Tasks for this exercise
1. Could you summarize the passage on Sri Lanka's exchange rate policy and financing assurances in two sentences?
2. Could you proceed with the passage on Sri Lanka's exchange rate policy and financing assurances, starting right after its final sentence?
──────── Text shown ────────
The CBSL remains committed to a flexible exchange rate policy that is consistent with the flexible inflation targeting framework, and to building up reserves through regular intervention in the domestic foreign exchange market as envisaged in the program. The authorities have also requested temporary approval of the remaining exchange restrictions and multiple currency practices until a sustainable outcome in the foreign exchange market is achieved.

The government is appreciative of the specific and credible financing assurances from India, the Paris Club, Hungary, and China, as well as the consent of other official bilateral creditors to Fund financing to Sri Lanka notwithstanding the arrears. The authorities also appreciate the cooperation of external commercial creditors in this regard.
──────── Supplied records ────────
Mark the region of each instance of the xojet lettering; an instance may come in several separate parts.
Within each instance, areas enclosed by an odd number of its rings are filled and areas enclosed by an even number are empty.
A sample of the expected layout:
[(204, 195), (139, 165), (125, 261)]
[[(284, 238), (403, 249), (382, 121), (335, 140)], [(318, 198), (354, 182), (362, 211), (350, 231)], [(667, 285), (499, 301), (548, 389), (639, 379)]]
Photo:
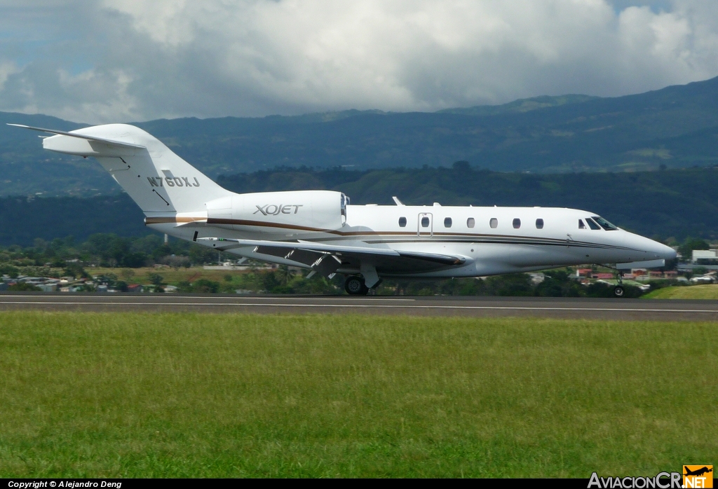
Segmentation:
[[(280, 204), (278, 206), (274, 204), (268, 204), (264, 206), (254, 206), (257, 208), (257, 210), (254, 211), (252, 214), (256, 214), (257, 212), (261, 212), (265, 216), (276, 216), (279, 214), (297, 214), (299, 207), (304, 206), (302, 204), (297, 205), (296, 204), (292, 204), (288, 206), (285, 206), (284, 204)], [(292, 212), (292, 208), (294, 208), (294, 212)]]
────────
Solved problems
1. The CBSL remains committed to a flexible exchange rate consistent with flexible inflation targeting and to building reserves through regular intervention in the domestic foreign exchange market, and the authorities have requested temporary approval of the remaining exchange restrictions and multiple currency practices until the foreign exchange market reaches a sustainable outcome. The government appreciates the financing assurances from India, the Paris Club, Hungary, and China, the consent of other official bilateral creditors to Fund financing notwithstanding the arrears, and the cooperation of external commercial creditors.

2.
The government reiterates its commitment to a debt resolution consistent with the IMF program parameters and stands ready to use additional safeguard mechanisms to ensure comparable treatment, as appropriate. In this regard, the authorities have issued a Presidential letter addressed to all bilateral official creditors a) assuring transparency on any debt treatment terms that are agreed with any creditor or group of creditors, before being formalized, b) committing not to resume debt service to any creditor unless that creditor agrees on a comprehensive debt treatment in line with IMF-supported program parameters and the comparability of treatment principle, and c) reiterating commitment to a comparable treatment of all external creditors, with a view to ensuring all-round equitable burden sharing for all restructured debts. An announcement on the coverage and parameters of debt operations is expected to be made before end-April 2023.

Concluding remarks

The Sri Lankan government recognizes that the approval of the EFF alone is insufficient to resolve the issues the country is currently facing. While the delay in seeking Fund assistance is regretted, due to various reasons, it has taken a period of 12 months, as well as extraordinary efforts from all stakeholders, to design an appropriate stabilization program, complete the prerequisites, coordinate with creditors, and secure the necessary financing assurances, before reaching the current stage of Executive Board approval. The government hopes that the next steps in finalizing debt treatment would be faster, as further delays could lengthen the Sri Lanka’s economic recovery process.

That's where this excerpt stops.